The E911 and MDOT road datasets were created and are maintained for
specific business needs and are therefore intended to meet the needs of
the few.  It appears that the idea now is to make the data available on
the GeoLibrary so that it can meet the needs of the many.  It's
unrealistic to believe that this will happen just by making the data
available.  I assume the data itself and the processes needed to
maintain the data would need to change for this to happen.  Some of the
big questions are "What should the data look like?" and "Who is going to
pay for it?"  Those questions are difficult to answer.  I am glad to see
that this issue is finally being addressed in a big way since this has
been a vision of mine and of others for a long time.  It's a big problem
and it will take some time to solve it.  I'm also very grateful to the
persons investing their time and energy to develop the GeoLibrary.  I
have faith that the GeoLibrary will evolve into something great if the
user community maintains interest and patience. 

 

________________________________

From: Maine GeoLibrary [mailto:[log in to unmask]] On Behalf
Of Will Mitchell
Sent: Thursday, September 18, 2008 9:48 AM
To: [log in to unmask]
Subject: Re: Planning Project Update

 

Greg - thanks for the question - it is great to see some life in this
listserv and I think the list will grow as a valuable communication
resource for all of us.

 

We use Teleatlas, e-911, and MDOT data here on different projects.
Navteq may compare favorably but I don't know - I think their data has
the best routing characteristics at least which is a different challenge
again.  Even when using the larger scale data from the state we often
photorevise the centerlines for a town or local area because they are
not always up to snuff when overlaid on the orthos if working at a large
scale.  Small to medium scale they are great geometrically.  Nate gave
an excellent description of this scale issue and of the status and
issues with centerlines from DOT's perspective.  It sounds like the data
'owners' as well as users agree that the different attribution is a
problem - ideally one roads source would have address ranges AND
classifications and typing and so forth - oh yeah, AND geometry
corrected to the orthos AND routing characteristics (OK, too much to
expect all in one and for free).

 

On the addressing question you raised, and specifically the parcel entry
into that discussion - this is a big reason for everyone to pay
attention to the land records study going on as part of this general
strategic plan.  Imagine if we had a blanket parcel map covering the
state of Maine with consistent quality/accuracy and attribution and with
accessible, regularly updated data.  I know first hand of some companies
undertaking to incorporate parcel data nationally to drive the geocoding
to a parcel level instead of segment ranges - Maine is not on their
radar screen or literally 'on their map' for this because its too much
hassle to roll what data there is in and there are too many data gaps.

▶ **Task goal**
Copy the road data email starting at "Navteq may compare" and ending at "and for free).", substituting "navigation attributes" for every "routing characteristics". Base every answer only on the road data email.

▶ **Supplied data**
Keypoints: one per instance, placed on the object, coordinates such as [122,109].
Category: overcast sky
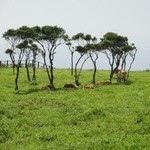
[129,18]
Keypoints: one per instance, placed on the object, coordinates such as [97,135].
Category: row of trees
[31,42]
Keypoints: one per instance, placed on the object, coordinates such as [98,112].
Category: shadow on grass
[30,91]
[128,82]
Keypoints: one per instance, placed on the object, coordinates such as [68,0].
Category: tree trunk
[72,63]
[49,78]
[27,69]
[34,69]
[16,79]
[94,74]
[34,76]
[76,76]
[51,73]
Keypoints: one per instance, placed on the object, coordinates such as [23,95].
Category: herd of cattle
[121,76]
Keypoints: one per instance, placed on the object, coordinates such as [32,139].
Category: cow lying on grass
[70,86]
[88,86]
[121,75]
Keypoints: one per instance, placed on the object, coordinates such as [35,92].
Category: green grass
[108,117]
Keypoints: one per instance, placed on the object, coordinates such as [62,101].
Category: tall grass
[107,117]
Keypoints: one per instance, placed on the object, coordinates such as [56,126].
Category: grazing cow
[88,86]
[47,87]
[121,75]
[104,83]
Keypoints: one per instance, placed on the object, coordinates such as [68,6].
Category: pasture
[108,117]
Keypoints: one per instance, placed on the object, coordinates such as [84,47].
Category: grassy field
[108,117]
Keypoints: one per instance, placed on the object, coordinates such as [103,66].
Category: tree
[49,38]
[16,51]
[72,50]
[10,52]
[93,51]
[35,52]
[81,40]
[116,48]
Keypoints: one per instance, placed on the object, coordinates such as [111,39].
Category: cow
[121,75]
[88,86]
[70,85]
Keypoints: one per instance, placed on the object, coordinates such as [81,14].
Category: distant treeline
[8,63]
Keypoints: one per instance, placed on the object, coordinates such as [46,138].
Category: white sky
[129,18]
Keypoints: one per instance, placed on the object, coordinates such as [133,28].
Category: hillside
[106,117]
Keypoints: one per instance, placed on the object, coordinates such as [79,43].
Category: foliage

▶ **Response to the exercise**
Navteq may compare favorably but I don't know - I think their data has
the best navigation attributes at least which is a different challenge
again.  Even when using the larger scale data from the state we often
photorevise the centerlines for a town or local area because they are
not always up to snuff when overlaid on the orthos if working at a large
scale.  Small to medium scale they are great geometrically.  Nate gave
an excellent description of this scale issue and of the status and
issues with centerlines from DOT's perspective.  It sounds like the data
'owners' as well as users agree that the different attribution is a
problem - ideally one roads source would have address ranges AND
classifications and typing and so forth - oh yeah, AND geometry
corrected to the orthos AND navigation attributes (OK, too much to
expect all in one and for free).